BRIEF —
Rewrite the material from the line containing "Locate every bird's" through the end of the material, inclusive, and shift every bounding-box coordinate in the answers up by 122. Leave the requests and their sample coordinates unchanged.

RECORDS FOR THE EXERCISE —
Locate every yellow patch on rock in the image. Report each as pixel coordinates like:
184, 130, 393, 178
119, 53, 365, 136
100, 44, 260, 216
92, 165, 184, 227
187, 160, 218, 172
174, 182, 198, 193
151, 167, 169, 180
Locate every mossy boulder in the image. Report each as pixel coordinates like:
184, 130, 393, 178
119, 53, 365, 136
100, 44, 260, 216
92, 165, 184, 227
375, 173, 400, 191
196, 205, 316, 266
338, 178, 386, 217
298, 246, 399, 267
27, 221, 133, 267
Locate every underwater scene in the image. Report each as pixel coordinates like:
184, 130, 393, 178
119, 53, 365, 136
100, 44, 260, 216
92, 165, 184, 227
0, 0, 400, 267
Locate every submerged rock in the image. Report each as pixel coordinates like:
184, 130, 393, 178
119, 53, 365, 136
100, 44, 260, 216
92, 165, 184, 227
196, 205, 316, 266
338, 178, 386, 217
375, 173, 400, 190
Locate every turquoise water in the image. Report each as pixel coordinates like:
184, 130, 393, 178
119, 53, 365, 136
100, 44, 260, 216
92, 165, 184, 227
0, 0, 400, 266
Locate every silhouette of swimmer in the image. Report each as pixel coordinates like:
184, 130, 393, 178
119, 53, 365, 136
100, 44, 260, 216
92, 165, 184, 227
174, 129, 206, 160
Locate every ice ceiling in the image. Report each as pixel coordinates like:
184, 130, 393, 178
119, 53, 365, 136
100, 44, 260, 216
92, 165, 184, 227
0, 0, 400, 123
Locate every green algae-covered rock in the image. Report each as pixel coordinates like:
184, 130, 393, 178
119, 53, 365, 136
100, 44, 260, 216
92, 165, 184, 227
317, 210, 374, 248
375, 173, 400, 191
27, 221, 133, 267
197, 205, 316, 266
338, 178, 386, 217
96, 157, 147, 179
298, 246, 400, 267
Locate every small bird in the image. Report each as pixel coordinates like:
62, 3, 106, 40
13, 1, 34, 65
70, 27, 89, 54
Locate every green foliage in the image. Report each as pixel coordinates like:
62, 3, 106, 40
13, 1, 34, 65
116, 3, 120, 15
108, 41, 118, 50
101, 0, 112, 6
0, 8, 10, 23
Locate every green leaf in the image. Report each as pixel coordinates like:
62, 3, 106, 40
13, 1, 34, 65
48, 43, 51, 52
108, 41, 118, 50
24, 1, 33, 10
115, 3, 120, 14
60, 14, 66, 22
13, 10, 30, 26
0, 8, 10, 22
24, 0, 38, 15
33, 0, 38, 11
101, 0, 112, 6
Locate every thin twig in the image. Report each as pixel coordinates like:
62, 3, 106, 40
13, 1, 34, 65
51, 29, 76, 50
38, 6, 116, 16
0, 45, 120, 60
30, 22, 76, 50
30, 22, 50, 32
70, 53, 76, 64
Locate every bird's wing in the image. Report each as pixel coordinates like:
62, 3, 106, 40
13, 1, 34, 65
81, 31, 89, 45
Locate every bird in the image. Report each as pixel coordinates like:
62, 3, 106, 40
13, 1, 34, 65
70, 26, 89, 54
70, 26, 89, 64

SOLUTION BELOW —
Locate every bird's wing in the image. Report each as pixel coordinates like:
62, 3, 106, 40
13, 1, 34, 65
203, 153, 211, 167
Locate every bird in the image. Report each as pixel coordinates like:
62, 3, 106, 40
13, 1, 34, 65
192, 148, 211, 176
192, 148, 211, 186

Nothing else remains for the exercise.